[DATASET CONTENT start]

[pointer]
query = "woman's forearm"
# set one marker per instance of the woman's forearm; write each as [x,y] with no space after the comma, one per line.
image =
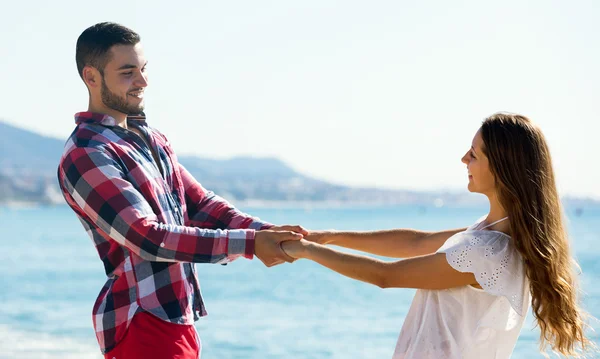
[395,243]
[359,267]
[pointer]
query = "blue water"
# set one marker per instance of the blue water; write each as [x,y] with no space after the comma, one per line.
[51,276]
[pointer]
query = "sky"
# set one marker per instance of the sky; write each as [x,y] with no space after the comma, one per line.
[363,93]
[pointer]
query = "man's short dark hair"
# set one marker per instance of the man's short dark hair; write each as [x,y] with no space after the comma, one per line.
[93,45]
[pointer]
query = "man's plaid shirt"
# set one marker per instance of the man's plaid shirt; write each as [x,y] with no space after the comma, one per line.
[149,223]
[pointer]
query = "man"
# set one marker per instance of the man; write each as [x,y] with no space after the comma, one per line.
[149,219]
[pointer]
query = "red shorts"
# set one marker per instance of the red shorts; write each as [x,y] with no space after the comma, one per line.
[149,337]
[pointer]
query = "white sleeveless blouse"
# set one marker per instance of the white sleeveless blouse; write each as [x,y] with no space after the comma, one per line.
[466,322]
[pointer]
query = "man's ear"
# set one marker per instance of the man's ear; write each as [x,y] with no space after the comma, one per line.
[91,77]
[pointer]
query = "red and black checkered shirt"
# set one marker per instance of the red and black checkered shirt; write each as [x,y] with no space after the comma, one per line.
[149,223]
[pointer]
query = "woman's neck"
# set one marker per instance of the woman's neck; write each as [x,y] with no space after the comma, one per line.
[497,212]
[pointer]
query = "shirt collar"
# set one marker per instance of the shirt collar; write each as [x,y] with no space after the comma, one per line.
[106,120]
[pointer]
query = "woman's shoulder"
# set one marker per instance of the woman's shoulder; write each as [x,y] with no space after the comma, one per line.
[495,262]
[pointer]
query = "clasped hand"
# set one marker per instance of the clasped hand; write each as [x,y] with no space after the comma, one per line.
[283,243]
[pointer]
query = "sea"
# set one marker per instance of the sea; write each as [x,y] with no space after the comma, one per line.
[51,275]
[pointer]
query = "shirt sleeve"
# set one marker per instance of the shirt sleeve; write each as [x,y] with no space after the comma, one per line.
[207,210]
[493,259]
[97,185]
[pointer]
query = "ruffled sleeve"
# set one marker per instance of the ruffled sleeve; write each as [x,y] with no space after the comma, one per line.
[493,259]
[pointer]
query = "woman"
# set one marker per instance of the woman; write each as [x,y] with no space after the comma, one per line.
[476,284]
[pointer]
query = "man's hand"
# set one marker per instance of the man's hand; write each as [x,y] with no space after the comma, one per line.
[292,228]
[267,249]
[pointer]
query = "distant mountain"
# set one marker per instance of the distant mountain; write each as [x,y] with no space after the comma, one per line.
[28,163]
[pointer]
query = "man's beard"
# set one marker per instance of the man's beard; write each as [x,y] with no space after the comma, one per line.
[114,102]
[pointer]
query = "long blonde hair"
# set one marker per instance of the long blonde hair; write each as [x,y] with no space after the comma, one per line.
[520,162]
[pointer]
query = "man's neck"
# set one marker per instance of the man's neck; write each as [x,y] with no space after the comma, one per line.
[120,118]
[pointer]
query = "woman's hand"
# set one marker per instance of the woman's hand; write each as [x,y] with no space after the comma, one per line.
[320,237]
[295,249]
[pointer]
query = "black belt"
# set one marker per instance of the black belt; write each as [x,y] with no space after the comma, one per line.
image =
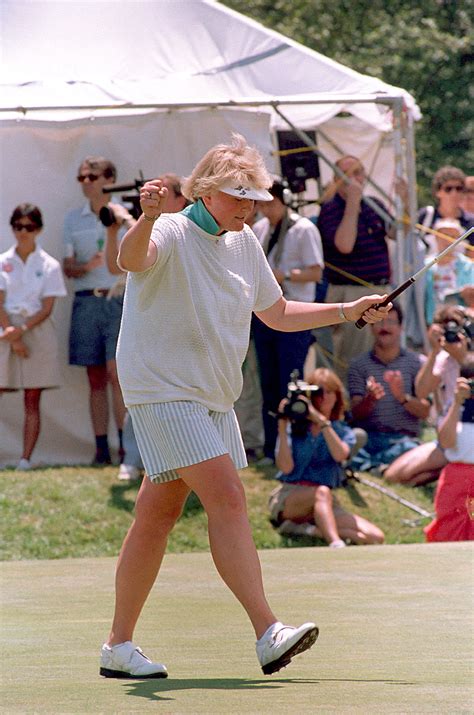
[96,292]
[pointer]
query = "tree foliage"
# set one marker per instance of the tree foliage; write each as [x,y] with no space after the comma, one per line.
[426,47]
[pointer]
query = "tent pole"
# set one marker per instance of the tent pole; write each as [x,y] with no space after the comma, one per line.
[413,215]
[307,140]
[341,153]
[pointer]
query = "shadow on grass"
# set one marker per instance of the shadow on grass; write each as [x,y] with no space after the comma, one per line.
[153,690]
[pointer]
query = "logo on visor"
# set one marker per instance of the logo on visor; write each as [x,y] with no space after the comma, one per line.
[243,190]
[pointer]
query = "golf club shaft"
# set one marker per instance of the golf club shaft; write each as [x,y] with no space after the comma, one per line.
[392,495]
[401,288]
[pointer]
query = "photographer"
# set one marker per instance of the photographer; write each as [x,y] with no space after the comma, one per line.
[310,464]
[450,345]
[454,499]
[95,321]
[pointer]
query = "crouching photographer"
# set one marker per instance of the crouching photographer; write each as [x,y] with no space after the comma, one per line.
[310,454]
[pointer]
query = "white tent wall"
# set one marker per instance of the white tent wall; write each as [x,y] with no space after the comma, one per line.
[39,163]
[92,77]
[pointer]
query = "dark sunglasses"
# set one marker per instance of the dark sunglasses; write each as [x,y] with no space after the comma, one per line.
[448,189]
[29,227]
[92,177]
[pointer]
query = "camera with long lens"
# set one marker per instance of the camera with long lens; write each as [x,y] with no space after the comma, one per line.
[106,214]
[297,408]
[453,330]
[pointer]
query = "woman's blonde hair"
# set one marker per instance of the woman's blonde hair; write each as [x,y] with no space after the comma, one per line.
[328,379]
[227,163]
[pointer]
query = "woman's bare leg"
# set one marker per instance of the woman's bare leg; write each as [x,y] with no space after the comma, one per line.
[157,509]
[324,515]
[218,486]
[357,529]
[32,423]
[419,465]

[DATASET CONTENT end]

| WHAT IS NEEDED |
Report every line in the rows above that contains the word "shorts", copying each line in full.

| TASK RESPONSE |
query = "red shorts"
# set one marker per instance of the red shorts; write each as [x,y] with no space after the comma, one per line.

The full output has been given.